Goal of the exercise:
Reproduce the closing part of the entries exactly: the line with "Target: upper arm tattoo" and all lines after it, ending with the last line, and nothing else.

Given records:
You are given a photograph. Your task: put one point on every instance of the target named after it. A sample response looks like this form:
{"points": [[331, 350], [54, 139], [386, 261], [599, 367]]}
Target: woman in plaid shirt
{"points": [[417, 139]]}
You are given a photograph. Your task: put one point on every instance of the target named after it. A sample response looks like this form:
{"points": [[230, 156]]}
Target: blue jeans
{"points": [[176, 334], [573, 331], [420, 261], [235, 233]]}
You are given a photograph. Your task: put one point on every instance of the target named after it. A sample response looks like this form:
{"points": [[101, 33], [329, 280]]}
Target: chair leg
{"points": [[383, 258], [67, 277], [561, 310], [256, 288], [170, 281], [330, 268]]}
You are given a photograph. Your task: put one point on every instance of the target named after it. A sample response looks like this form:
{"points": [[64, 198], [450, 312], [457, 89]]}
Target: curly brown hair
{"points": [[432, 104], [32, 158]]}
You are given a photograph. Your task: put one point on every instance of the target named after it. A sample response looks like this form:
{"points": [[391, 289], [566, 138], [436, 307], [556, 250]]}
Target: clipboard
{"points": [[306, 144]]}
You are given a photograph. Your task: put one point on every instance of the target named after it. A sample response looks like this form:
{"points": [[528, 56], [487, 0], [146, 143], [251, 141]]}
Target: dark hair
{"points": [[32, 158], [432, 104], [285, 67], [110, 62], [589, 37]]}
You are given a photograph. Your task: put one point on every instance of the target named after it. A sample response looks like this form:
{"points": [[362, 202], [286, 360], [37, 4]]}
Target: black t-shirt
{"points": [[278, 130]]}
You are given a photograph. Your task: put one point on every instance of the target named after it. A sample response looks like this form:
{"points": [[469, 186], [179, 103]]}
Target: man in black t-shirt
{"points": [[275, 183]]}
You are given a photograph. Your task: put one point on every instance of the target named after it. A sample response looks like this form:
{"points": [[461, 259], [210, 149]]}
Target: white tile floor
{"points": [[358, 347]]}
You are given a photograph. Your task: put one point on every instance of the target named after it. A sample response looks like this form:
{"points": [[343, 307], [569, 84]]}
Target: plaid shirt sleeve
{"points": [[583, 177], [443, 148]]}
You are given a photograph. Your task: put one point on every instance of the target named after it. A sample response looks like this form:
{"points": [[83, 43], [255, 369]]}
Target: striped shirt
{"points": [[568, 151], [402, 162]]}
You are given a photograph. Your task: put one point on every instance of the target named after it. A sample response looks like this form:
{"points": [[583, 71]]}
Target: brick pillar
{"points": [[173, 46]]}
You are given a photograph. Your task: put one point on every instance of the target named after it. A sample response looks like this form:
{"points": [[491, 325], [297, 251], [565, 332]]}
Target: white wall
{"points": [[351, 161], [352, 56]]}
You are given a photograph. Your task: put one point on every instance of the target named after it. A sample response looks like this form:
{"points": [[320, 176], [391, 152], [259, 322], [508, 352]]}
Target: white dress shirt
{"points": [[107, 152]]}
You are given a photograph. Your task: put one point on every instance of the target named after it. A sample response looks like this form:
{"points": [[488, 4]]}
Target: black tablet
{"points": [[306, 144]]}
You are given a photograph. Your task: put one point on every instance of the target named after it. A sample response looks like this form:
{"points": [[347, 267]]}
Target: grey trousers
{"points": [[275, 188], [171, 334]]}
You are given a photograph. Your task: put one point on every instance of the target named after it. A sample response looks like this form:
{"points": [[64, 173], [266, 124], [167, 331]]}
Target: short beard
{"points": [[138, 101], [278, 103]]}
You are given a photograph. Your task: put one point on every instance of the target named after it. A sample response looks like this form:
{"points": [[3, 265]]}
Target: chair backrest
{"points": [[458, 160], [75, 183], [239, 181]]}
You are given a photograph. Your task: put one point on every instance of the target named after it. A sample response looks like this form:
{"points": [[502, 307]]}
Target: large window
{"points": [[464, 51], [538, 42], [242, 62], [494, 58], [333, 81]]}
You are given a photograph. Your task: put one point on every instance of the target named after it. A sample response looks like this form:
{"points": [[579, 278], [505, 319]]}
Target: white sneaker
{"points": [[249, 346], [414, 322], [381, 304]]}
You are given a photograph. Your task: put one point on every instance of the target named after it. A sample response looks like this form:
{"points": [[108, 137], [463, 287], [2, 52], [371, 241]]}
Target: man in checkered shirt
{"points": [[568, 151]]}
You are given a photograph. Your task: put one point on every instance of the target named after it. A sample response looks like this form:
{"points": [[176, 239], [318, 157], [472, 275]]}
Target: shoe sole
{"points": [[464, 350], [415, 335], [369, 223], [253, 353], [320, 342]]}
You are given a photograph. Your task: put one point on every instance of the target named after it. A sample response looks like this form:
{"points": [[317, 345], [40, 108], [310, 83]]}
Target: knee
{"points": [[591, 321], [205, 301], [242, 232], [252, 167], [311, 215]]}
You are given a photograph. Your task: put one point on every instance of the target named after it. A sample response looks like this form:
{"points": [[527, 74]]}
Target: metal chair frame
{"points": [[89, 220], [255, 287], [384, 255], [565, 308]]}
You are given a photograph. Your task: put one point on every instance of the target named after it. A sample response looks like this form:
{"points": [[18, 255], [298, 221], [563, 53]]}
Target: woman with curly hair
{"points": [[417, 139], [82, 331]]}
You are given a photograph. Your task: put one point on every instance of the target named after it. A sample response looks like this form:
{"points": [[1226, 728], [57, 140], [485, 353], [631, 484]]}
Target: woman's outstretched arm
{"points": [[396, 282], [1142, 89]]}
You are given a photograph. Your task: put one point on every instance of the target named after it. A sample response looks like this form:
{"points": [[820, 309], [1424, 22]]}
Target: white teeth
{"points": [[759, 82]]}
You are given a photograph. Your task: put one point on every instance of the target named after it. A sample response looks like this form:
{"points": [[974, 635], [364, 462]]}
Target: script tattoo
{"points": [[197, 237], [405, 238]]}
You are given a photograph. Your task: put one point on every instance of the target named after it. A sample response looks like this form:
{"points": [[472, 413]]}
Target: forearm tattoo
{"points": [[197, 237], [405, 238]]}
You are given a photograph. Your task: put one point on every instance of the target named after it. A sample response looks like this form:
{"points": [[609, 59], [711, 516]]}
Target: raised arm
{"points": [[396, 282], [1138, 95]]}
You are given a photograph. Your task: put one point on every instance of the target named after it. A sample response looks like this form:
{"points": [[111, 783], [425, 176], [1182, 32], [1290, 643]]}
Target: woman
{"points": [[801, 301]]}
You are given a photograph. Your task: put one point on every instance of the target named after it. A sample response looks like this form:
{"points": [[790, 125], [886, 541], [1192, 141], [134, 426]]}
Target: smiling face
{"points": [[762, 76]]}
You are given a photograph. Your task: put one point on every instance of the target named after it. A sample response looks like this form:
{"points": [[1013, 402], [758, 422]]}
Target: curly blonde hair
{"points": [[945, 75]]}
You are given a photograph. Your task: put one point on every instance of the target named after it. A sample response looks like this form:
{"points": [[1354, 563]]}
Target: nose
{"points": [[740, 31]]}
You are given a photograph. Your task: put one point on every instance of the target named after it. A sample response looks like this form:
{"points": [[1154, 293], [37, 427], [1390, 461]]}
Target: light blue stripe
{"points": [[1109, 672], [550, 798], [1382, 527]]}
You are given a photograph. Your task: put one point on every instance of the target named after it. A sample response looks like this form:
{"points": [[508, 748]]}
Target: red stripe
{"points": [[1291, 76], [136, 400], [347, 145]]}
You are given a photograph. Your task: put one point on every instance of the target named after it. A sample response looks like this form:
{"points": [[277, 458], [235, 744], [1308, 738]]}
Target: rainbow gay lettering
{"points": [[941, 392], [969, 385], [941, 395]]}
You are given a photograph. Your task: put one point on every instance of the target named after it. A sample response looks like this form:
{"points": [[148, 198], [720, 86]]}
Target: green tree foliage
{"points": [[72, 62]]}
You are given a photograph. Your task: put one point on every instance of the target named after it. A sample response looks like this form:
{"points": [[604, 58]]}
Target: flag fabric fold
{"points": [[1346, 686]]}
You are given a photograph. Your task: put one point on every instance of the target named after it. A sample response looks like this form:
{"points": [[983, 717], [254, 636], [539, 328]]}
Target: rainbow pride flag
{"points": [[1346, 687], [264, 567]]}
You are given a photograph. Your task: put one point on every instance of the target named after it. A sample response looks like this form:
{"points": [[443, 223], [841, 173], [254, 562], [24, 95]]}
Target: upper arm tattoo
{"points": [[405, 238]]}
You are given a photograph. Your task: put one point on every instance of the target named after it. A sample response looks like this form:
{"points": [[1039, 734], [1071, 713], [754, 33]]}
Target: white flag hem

Your solution:
Target: upper arm tattoo
{"points": [[405, 238]]}
You are given a photograph. Your task: put one point on every instance of the target named after it. A sample response looks like this form:
{"points": [[1039, 734], [1071, 713], [754, 33]]}
Target: white flag hem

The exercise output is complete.